Task:
Reproduce, exactly and in full, only the lines below from the one containing "wooden grain texture." through the one containing "the wrinkled forehead.".

Segment Open

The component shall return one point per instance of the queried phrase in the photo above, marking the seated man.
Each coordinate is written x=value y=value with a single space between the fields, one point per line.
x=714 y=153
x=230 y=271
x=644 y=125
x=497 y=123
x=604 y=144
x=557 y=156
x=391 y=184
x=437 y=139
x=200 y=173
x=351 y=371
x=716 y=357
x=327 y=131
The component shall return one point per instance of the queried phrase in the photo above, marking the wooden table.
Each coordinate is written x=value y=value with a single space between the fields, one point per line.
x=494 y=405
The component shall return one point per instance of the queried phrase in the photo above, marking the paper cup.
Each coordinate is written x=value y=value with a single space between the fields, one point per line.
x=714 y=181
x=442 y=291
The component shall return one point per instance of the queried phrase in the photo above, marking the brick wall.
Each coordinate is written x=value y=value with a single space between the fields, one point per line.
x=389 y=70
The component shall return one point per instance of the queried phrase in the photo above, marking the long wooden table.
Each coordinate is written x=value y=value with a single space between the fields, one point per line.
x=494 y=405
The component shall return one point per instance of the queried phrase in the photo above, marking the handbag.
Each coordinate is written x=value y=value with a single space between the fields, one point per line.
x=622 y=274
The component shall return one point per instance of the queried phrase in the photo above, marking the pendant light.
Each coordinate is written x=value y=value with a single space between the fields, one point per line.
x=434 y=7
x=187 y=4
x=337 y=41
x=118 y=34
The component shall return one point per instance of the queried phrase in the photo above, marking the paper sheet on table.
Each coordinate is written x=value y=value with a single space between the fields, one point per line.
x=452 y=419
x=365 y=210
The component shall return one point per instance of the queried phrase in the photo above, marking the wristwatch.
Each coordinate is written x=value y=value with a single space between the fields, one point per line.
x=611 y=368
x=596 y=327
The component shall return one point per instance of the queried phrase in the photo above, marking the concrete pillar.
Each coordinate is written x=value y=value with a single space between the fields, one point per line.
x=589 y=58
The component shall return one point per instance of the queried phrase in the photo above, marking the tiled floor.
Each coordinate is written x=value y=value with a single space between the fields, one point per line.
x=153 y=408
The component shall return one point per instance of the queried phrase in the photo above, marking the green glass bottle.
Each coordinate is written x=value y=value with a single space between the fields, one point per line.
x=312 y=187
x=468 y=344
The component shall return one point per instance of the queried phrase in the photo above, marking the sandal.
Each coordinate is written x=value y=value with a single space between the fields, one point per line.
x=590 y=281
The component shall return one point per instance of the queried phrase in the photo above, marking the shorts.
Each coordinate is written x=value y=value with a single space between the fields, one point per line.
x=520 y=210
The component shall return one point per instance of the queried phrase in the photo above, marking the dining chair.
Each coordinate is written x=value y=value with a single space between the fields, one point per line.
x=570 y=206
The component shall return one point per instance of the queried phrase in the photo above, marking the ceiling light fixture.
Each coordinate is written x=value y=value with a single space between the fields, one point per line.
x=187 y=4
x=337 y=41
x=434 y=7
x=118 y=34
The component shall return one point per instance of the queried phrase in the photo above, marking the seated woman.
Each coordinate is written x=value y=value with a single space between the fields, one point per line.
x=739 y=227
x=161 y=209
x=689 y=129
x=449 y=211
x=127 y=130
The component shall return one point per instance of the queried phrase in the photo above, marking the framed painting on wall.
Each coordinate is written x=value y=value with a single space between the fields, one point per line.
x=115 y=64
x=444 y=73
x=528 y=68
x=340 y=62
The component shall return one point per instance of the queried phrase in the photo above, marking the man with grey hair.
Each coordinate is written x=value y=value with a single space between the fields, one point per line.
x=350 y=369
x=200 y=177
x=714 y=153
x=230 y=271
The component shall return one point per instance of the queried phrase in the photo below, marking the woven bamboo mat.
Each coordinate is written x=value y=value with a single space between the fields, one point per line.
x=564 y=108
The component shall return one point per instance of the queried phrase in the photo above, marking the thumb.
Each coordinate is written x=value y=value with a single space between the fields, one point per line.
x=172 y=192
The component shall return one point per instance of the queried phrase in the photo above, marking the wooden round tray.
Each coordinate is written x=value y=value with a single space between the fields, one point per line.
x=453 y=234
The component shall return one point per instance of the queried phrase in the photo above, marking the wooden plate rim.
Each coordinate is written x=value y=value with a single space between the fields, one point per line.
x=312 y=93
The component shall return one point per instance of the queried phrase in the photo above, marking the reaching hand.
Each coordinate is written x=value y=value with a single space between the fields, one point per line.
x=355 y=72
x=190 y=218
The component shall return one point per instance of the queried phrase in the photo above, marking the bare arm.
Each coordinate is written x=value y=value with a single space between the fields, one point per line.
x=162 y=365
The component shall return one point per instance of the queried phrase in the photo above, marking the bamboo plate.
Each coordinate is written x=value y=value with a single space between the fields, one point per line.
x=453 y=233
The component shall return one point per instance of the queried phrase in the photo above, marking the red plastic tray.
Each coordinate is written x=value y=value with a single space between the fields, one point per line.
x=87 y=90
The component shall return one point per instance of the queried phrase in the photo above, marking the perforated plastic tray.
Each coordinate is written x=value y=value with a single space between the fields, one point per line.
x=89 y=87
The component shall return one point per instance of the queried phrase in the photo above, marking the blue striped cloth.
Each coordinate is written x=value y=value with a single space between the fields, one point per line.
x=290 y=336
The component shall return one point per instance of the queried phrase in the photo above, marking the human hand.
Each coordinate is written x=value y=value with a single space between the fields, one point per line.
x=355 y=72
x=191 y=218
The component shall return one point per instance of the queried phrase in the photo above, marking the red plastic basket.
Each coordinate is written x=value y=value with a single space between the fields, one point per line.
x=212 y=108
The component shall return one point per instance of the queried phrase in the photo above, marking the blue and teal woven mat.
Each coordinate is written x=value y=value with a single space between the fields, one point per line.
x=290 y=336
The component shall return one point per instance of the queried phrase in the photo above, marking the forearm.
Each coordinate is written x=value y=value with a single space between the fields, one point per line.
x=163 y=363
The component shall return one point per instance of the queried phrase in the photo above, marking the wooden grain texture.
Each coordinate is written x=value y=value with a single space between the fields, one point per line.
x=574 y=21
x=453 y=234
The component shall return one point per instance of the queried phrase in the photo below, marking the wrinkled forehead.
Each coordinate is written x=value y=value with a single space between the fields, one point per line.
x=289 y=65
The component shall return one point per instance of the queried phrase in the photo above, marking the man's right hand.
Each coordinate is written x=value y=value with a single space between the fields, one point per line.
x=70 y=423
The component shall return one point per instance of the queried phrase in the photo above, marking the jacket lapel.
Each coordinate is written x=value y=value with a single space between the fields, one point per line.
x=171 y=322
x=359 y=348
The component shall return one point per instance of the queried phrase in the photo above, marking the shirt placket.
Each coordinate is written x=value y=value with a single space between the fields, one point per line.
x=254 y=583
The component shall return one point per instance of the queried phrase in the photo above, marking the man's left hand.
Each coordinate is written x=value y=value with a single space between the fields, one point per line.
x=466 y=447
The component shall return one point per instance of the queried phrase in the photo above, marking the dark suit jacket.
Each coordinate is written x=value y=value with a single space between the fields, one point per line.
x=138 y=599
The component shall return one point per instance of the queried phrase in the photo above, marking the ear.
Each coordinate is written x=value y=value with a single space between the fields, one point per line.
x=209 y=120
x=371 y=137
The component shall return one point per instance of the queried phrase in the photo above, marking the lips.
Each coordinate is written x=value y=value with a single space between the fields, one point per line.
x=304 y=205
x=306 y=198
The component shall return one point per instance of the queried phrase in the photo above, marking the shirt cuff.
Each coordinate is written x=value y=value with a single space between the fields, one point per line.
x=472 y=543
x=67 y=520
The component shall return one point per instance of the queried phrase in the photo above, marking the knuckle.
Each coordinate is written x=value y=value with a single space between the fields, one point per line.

Segment Closed

Written answer:
The component shall return one point per instance of the queried phrase in the photo above, marking the wooden grain texture.
Each coordinate is written x=value y=value with a single space between the fields, one point per line.
x=574 y=21
x=453 y=234
The component shall return one point per instance of the queried phrase in the photo below, marking the wrinkled forehead.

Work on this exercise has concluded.